-------- Given data
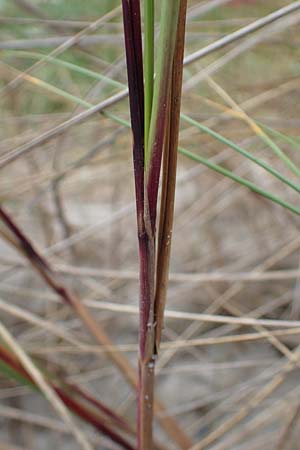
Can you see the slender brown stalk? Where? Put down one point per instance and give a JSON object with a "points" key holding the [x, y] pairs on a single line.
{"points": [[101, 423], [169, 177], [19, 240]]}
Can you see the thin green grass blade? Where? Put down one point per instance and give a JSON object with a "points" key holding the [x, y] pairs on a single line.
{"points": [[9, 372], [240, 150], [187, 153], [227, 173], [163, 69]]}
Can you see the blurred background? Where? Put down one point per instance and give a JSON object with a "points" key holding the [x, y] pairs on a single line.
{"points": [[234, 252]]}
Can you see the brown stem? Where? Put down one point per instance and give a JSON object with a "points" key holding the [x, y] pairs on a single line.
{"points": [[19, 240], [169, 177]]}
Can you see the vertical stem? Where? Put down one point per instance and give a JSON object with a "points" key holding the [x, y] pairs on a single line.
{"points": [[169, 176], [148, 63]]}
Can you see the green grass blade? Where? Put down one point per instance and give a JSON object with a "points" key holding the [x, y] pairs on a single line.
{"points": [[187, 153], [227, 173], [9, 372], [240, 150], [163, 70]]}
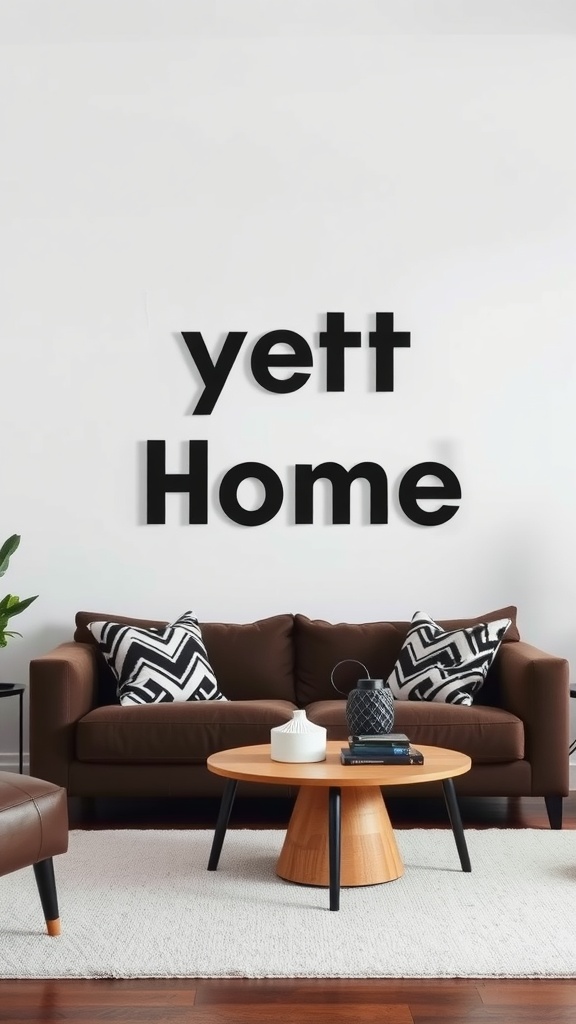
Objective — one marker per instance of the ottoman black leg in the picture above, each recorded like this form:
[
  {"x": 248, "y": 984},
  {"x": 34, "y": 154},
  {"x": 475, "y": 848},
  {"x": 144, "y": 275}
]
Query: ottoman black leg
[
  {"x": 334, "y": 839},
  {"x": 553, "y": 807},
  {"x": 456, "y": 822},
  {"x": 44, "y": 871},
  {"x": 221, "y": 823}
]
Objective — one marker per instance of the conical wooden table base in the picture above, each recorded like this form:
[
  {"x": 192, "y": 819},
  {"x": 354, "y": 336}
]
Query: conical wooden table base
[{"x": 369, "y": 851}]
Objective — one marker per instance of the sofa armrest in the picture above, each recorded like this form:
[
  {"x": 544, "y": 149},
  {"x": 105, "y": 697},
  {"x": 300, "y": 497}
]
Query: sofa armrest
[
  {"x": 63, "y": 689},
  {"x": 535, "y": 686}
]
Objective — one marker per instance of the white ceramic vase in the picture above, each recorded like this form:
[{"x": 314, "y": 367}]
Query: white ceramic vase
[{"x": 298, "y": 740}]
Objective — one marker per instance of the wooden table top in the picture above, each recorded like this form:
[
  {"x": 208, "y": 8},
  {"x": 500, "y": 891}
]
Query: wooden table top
----------------
Task: Restate every entry above word for word; no picture belongs in the copy.

Answer space:
Can you see the slender brown stalk? Where? Put down one point per instance and give a JSON object with a "points" key holding the [x, y] pairs on a single line.
{"points": [[101, 423], [169, 177], [19, 240]]}
Can you see the thin green grass blade? Where? Put down one point per instance and give a JSON object with a "points" key holding the [x, y] pairs on a single line.
{"points": [[9, 372], [240, 150], [187, 153], [227, 173], [163, 69]]}
Can you see the blurred background? Where? Put down one point per instance and give a JSON object with a "points" key holding the [x, y] pairs on a single line.
{"points": [[234, 252]]}
Can you see the brown stem? Where? Put down one point per instance and give a JSON object with a "points" key holding the [x, y] pairs on a single line.
{"points": [[19, 240], [169, 177]]}
Can you see the vertical stem? Where? Put down one point per instance and give a JSON object with a "points" key holding the [x, y] pairs on a single line.
{"points": [[169, 176], [148, 63]]}
Can you see the green grass blade? Where? Put down one point per instance and give a JSON object with a "points" key holding the [x, y] pairs on a single line.
{"points": [[187, 153], [227, 173], [9, 372], [240, 150], [163, 70]]}
Objective — one marker per instance of the ottoman black leg in the picture above, each recorded like this form:
[
  {"x": 248, "y": 984},
  {"x": 34, "y": 154},
  {"x": 475, "y": 848},
  {"x": 144, "y": 275}
]
Query: ottoman black leg
[
  {"x": 334, "y": 839},
  {"x": 553, "y": 807},
  {"x": 456, "y": 822},
  {"x": 44, "y": 871},
  {"x": 221, "y": 823}
]
Objective — one marker per instance of the conical wooden table base in the picture above, each recorded like this form:
[
  {"x": 192, "y": 819},
  {"x": 354, "y": 336}
]
Query: conical wooden table base
[{"x": 369, "y": 851}]
Objective — one marker per instance of the sofa armrest in the picture above, each recorded like this form:
[
  {"x": 544, "y": 149},
  {"x": 105, "y": 697},
  {"x": 300, "y": 497}
]
Query: sofa armrest
[
  {"x": 63, "y": 689},
  {"x": 535, "y": 686}
]
Objective — one marker per instance of the white ceramic vase in the picture above, each recorded like this form:
[{"x": 314, "y": 367}]
Query: white ceramic vase
[{"x": 298, "y": 740}]
Objective — one marker per instance of the wooden table top in the picture above, each recorded like this form:
[
  {"x": 208, "y": 8},
  {"x": 500, "y": 891}
]
Query: wooden table top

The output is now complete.